Input for this task —
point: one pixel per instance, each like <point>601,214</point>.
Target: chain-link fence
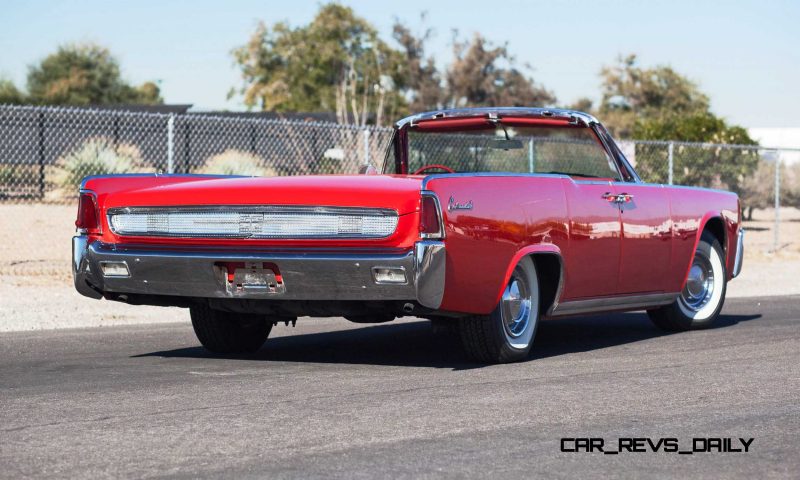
<point>46,151</point>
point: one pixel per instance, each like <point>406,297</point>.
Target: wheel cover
<point>699,287</point>
<point>516,305</point>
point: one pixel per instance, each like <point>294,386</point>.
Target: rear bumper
<point>305,276</point>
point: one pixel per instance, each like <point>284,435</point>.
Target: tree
<point>85,74</point>
<point>336,62</point>
<point>9,93</point>
<point>424,83</point>
<point>632,93</point>
<point>483,75</point>
<point>696,165</point>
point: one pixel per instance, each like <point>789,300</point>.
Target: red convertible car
<point>490,219</point>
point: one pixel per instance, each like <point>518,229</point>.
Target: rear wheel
<point>229,332</point>
<point>701,300</point>
<point>506,335</point>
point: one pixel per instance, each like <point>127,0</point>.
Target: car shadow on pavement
<point>416,344</point>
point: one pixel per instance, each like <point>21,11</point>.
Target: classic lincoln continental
<point>488,220</point>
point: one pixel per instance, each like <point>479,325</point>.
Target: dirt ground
<point>35,252</point>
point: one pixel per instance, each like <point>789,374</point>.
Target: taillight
<point>88,218</point>
<point>430,217</point>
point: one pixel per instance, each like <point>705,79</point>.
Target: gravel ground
<point>331,399</point>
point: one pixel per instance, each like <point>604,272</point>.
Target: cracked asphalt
<point>334,399</point>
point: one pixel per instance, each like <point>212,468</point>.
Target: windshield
<point>573,151</point>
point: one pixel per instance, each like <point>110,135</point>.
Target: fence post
<point>187,146</point>
<point>775,241</point>
<point>671,162</point>
<point>253,137</point>
<point>171,143</point>
<point>41,155</point>
<point>366,146</point>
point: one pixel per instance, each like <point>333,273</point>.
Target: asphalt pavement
<point>334,399</point>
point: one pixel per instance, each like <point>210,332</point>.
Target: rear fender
<point>535,250</point>
<point>712,215</point>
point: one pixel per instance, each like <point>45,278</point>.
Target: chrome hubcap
<point>516,307</point>
<point>700,284</point>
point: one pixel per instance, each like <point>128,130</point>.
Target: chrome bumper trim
<point>737,263</point>
<point>306,276</point>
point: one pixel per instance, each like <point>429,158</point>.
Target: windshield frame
<point>396,157</point>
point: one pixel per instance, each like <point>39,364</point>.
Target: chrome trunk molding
<point>256,221</point>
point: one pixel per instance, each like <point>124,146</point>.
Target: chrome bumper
<point>737,263</point>
<point>306,276</point>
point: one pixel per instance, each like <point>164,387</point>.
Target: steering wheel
<point>433,165</point>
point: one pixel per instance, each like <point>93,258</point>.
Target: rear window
<point>573,151</point>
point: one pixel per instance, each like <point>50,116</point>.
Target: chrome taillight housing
<point>88,220</point>
<point>431,224</point>
<point>244,221</point>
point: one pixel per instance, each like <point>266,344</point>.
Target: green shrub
<point>237,162</point>
<point>95,156</point>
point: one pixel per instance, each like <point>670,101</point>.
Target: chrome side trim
<point>737,264</point>
<point>625,302</point>
<point>434,176</point>
<point>155,175</point>
<point>430,261</point>
<point>441,234</point>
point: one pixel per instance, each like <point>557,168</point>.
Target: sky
<point>743,54</point>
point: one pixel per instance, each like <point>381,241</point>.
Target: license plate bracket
<point>244,279</point>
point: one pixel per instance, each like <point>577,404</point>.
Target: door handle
<point>624,198</point>
<point>621,198</point>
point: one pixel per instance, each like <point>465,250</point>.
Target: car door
<point>593,257</point>
<point>646,237</point>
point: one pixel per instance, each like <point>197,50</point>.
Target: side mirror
<point>367,170</point>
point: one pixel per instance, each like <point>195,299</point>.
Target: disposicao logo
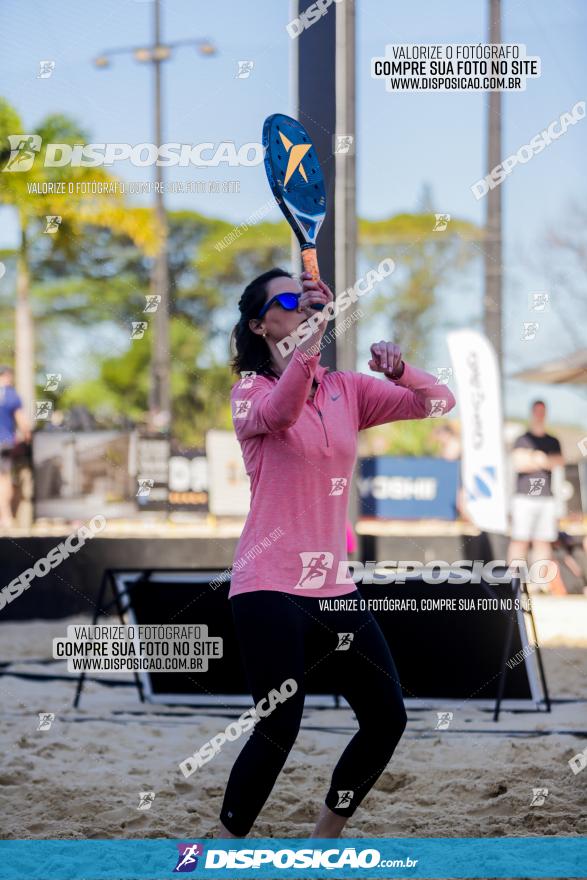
<point>187,858</point>
<point>296,154</point>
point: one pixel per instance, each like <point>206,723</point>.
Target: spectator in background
<point>11,417</point>
<point>534,517</point>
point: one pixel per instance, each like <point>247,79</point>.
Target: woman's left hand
<point>386,358</point>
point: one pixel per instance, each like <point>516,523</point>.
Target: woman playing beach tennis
<point>298,426</point>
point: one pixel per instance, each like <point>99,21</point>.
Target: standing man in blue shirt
<point>11,417</point>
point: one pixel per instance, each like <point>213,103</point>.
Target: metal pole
<point>492,301</point>
<point>316,48</point>
<point>159,392</point>
<point>345,221</point>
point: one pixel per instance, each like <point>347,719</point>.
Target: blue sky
<point>403,140</point>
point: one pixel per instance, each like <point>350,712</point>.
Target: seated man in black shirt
<point>534,517</point>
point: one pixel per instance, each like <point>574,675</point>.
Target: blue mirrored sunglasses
<point>287,301</point>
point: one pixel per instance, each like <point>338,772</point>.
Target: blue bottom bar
<point>412,857</point>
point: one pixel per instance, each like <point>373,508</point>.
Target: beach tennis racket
<point>297,183</point>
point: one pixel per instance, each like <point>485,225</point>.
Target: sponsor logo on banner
<point>483,458</point>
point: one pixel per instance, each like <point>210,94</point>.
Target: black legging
<point>282,637</point>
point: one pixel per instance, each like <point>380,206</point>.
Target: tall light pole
<point>492,300</point>
<point>156,54</point>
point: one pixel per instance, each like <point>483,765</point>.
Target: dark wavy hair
<point>249,350</point>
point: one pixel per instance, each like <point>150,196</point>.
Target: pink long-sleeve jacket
<point>300,455</point>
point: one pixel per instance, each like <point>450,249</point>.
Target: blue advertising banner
<point>408,488</point>
<point>396,858</point>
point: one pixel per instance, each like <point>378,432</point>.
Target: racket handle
<point>310,264</point>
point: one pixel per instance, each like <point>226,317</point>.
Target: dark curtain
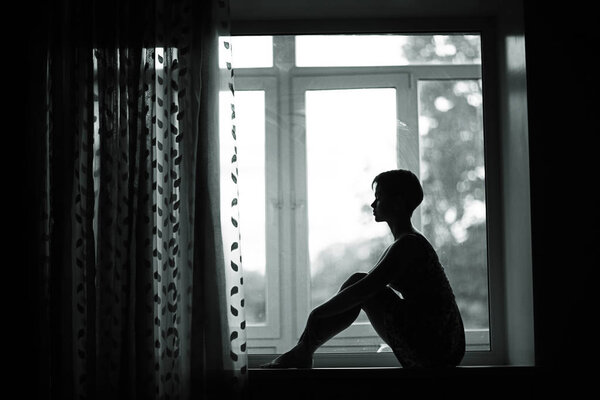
<point>132,288</point>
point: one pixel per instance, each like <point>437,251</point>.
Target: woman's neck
<point>400,227</point>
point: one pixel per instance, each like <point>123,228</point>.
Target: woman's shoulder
<point>413,243</point>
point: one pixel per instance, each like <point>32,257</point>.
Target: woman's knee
<point>357,276</point>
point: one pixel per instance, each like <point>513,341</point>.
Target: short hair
<point>402,182</point>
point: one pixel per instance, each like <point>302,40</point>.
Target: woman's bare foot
<point>294,358</point>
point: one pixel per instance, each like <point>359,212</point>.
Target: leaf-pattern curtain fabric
<point>142,299</point>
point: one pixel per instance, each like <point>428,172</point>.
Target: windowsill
<point>385,360</point>
<point>371,383</point>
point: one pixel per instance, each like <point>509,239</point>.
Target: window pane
<point>453,212</point>
<point>386,50</point>
<point>250,134</point>
<point>246,51</point>
<point>350,138</point>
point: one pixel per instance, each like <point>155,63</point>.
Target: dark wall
<point>563,130</point>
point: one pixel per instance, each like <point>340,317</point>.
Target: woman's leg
<point>320,331</point>
<point>316,333</point>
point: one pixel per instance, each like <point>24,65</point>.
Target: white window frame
<point>287,287</point>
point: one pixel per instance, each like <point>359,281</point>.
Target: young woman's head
<point>397,194</point>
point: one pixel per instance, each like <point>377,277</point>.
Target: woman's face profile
<point>382,206</point>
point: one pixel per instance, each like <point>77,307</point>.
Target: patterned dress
<point>424,327</point>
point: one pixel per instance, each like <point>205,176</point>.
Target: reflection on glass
<point>350,138</point>
<point>386,50</point>
<point>250,134</point>
<point>453,212</point>
<point>246,51</point>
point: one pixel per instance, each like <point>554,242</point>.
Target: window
<point>317,117</point>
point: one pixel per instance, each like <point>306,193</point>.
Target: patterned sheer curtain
<point>141,284</point>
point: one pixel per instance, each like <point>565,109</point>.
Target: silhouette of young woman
<point>423,327</point>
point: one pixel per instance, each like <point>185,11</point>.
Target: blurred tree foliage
<point>453,178</point>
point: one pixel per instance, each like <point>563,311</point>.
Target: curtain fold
<point>139,294</point>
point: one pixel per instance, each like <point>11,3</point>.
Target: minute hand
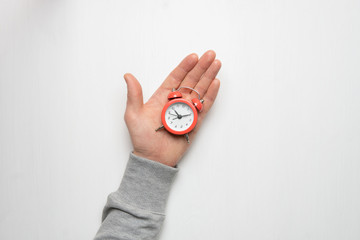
<point>179,116</point>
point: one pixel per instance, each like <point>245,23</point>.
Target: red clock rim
<point>192,108</point>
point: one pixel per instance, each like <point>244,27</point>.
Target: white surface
<point>283,162</point>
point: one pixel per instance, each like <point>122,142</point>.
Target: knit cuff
<point>146,184</point>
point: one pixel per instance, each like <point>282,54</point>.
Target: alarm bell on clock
<point>179,116</point>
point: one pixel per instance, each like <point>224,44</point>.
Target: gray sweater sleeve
<point>136,210</point>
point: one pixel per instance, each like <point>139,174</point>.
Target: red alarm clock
<point>179,116</point>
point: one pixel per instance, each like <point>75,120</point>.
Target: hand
<point>142,119</point>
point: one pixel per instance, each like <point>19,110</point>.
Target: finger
<point>210,97</point>
<point>207,78</point>
<point>134,93</point>
<point>178,74</point>
<point>195,74</point>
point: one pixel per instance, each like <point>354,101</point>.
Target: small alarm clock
<point>179,116</point>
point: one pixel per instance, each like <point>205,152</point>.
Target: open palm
<point>142,119</point>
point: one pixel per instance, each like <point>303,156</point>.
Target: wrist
<point>171,162</point>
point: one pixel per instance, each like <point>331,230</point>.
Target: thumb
<point>135,97</point>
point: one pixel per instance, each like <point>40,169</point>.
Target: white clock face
<point>179,116</point>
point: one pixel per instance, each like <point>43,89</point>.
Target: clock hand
<point>179,116</point>
<point>177,113</point>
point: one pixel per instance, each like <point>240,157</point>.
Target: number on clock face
<point>179,116</point>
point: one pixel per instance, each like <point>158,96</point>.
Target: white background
<point>277,158</point>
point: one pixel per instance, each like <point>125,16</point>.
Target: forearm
<point>136,210</point>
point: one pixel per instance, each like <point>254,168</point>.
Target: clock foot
<point>161,127</point>
<point>187,138</point>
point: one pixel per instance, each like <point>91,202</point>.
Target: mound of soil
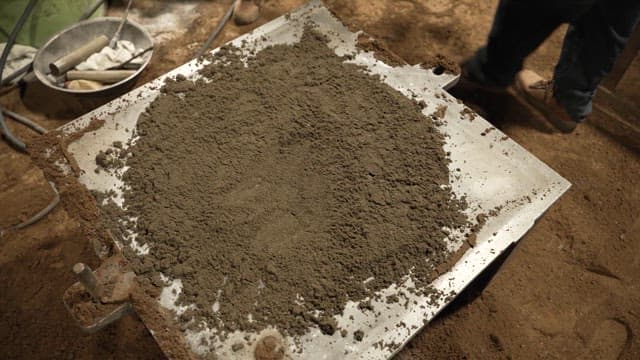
<point>276,189</point>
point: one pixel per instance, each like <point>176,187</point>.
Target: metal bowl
<point>62,102</point>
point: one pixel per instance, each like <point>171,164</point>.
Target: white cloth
<point>20,56</point>
<point>108,57</point>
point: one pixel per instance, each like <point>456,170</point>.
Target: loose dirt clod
<point>278,188</point>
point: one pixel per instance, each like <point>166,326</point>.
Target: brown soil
<point>270,194</point>
<point>569,289</point>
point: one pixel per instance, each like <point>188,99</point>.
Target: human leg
<point>591,47</point>
<point>519,27</point>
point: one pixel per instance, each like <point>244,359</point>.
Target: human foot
<point>539,93</point>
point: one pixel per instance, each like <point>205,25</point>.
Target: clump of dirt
<point>274,190</point>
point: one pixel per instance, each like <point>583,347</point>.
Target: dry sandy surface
<point>568,290</point>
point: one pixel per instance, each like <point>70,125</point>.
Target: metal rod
<point>218,29</point>
<point>104,76</point>
<point>115,67</point>
<point>78,55</point>
<point>88,279</point>
<point>87,14</point>
<point>116,36</point>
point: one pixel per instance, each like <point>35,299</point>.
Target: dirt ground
<point>569,289</point>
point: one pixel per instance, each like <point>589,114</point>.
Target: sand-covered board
<point>489,170</point>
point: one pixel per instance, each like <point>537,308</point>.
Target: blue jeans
<point>598,31</point>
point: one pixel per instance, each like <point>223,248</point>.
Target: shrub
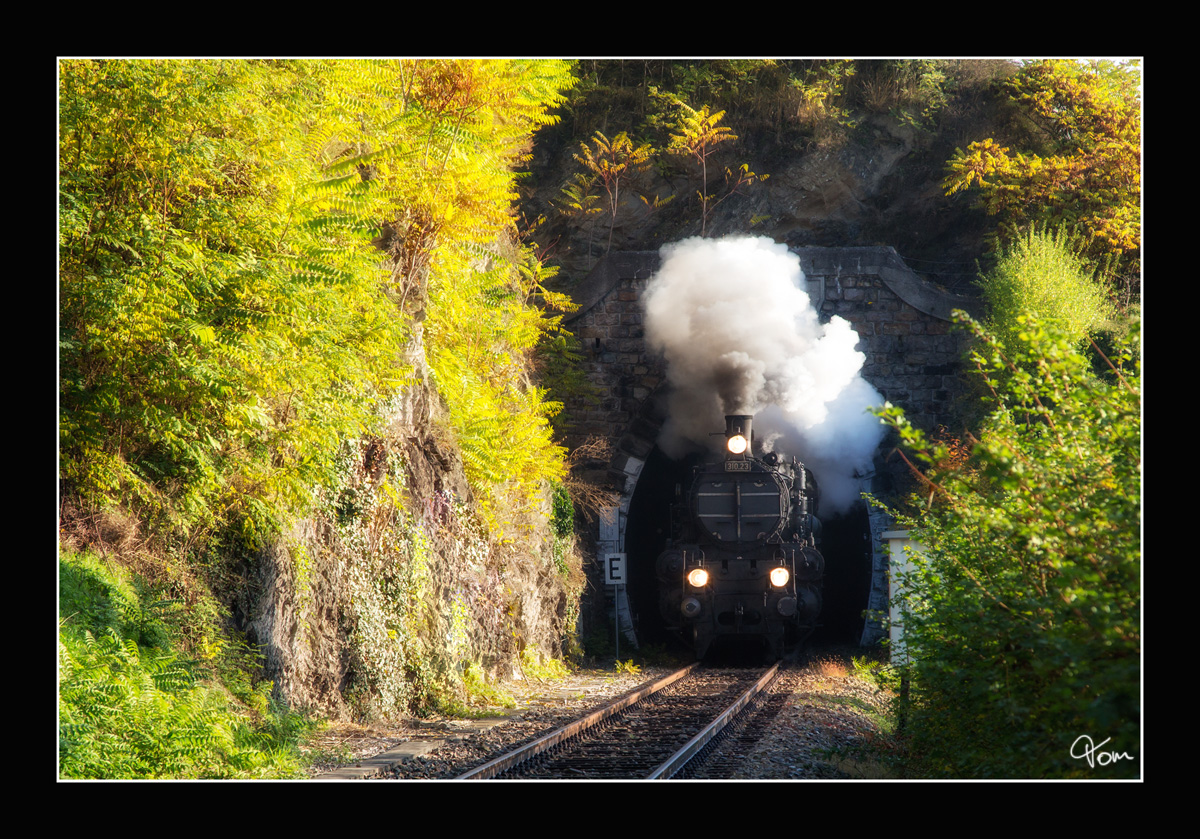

Problem requirements —
Render the listing as a JSON list of strings, one string per line with blank lines omitted, beginning at the line that has "point: one pixel per instance, each like <point>266,344</point>." and stopping after the line that has "<point>296,154</point>". Leave any pictures out of your answer.

Response for this exercise —
[
  "point: one pixel per instance, each like <point>266,344</point>.",
  "Target: green shrub",
  "<point>237,162</point>",
  "<point>95,156</point>",
  "point: one pixel per instance, each like <point>670,101</point>.",
  "Target: chrome side trim",
  "<point>737,264</point>",
  "<point>625,302</point>",
  "<point>434,176</point>",
  "<point>155,175</point>",
  "<point>430,261</point>",
  "<point>441,234</point>",
  "point: one pixel per instance, each like <point>557,168</point>.",
  "Target: sky",
  "<point>743,54</point>",
  "point: one pixel per instance, each like <point>381,241</point>.",
  "Target: license plate bracket",
  "<point>244,279</point>",
  "point: one pixel per instance, each like <point>577,404</point>.",
  "Target: door handle",
  "<point>624,198</point>",
  "<point>621,198</point>",
  "point: one pixel per instance, each like <point>465,250</point>.",
  "Target: car door",
  "<point>593,257</point>",
  "<point>646,237</point>",
  "point: one pixel per instance, each like <point>197,50</point>.",
  "Target: side mirror",
  "<point>367,170</point>",
  "point: one pixel per instance, each like <point>195,299</point>.",
  "Target: disposicao logo",
  "<point>187,858</point>",
  "<point>296,154</point>"
]